== Data
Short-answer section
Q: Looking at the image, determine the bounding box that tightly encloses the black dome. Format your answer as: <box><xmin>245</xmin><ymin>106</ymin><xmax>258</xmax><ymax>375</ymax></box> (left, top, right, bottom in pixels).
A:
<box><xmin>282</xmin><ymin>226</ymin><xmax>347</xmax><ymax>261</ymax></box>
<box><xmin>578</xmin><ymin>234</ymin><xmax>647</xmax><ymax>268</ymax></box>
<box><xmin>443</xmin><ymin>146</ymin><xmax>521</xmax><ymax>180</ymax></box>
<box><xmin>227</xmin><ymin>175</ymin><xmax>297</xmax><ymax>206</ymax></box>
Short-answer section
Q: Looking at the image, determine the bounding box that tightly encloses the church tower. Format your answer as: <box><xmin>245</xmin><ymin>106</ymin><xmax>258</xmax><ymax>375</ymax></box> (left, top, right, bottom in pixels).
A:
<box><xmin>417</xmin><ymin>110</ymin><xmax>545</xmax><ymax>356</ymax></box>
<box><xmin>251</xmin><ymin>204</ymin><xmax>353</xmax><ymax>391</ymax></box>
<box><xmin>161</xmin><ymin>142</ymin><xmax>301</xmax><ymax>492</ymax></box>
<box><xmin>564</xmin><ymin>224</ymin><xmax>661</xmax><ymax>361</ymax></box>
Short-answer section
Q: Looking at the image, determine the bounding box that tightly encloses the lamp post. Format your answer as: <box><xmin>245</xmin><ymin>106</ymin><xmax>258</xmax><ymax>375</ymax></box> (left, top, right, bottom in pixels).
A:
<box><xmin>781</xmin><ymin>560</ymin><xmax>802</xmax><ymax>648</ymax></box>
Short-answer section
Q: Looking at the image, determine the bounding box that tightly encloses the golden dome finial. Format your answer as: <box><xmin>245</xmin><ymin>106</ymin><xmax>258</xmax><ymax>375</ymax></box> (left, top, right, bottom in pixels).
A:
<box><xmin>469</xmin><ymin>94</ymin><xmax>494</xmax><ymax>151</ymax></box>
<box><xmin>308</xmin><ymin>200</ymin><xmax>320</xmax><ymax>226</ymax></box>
====
→ Work request: Could you transcribe every record above exactly as it appears?

→ Exercise response:
Short-answer section
Q: Looking at the image, determine the bounding box that tightly encloses the black dome. Format your answer as: <box><xmin>245</xmin><ymin>106</ymin><xmax>258</xmax><ymax>375</ymax></box> (left, top, right, bottom in pixels).
A:
<box><xmin>282</xmin><ymin>226</ymin><xmax>347</xmax><ymax>261</ymax></box>
<box><xmin>578</xmin><ymin>234</ymin><xmax>647</xmax><ymax>268</ymax></box>
<box><xmin>443</xmin><ymin>146</ymin><xmax>521</xmax><ymax>180</ymax></box>
<box><xmin>227</xmin><ymin>175</ymin><xmax>297</xmax><ymax>206</ymax></box>
Short-answer section
Q: Looking at the image, determine the bounding box that tightly encloses the church tower. Format your answer as: <box><xmin>245</xmin><ymin>106</ymin><xmax>258</xmax><ymax>375</ymax></box> (left, top, right, bottom in pixels).
A:
<box><xmin>417</xmin><ymin>110</ymin><xmax>545</xmax><ymax>356</ymax></box>
<box><xmin>251</xmin><ymin>204</ymin><xmax>353</xmax><ymax>391</ymax></box>
<box><xmin>161</xmin><ymin>142</ymin><xmax>301</xmax><ymax>492</ymax></box>
<box><xmin>564</xmin><ymin>224</ymin><xmax>661</xmax><ymax>361</ymax></box>
Short-answer section
Q: Looking at the image, determine the bounding box that tightly encloses the lamp post. Format your answer as: <box><xmin>245</xmin><ymin>106</ymin><xmax>258</xmax><ymax>375</ymax></box> (left, top, right, bottom in pixels).
A:
<box><xmin>781</xmin><ymin>560</ymin><xmax>802</xmax><ymax>648</ymax></box>
Short-answer section
Q: Looking at the image, determine the bounding box that tightly encloses the golden dome finial. Format your answer as: <box><xmin>245</xmin><ymin>106</ymin><xmax>258</xmax><ymax>375</ymax></box> (left, top, right, bottom in pixels).
A:
<box><xmin>469</xmin><ymin>94</ymin><xmax>494</xmax><ymax>151</ymax></box>
<box><xmin>308</xmin><ymin>200</ymin><xmax>320</xmax><ymax>226</ymax></box>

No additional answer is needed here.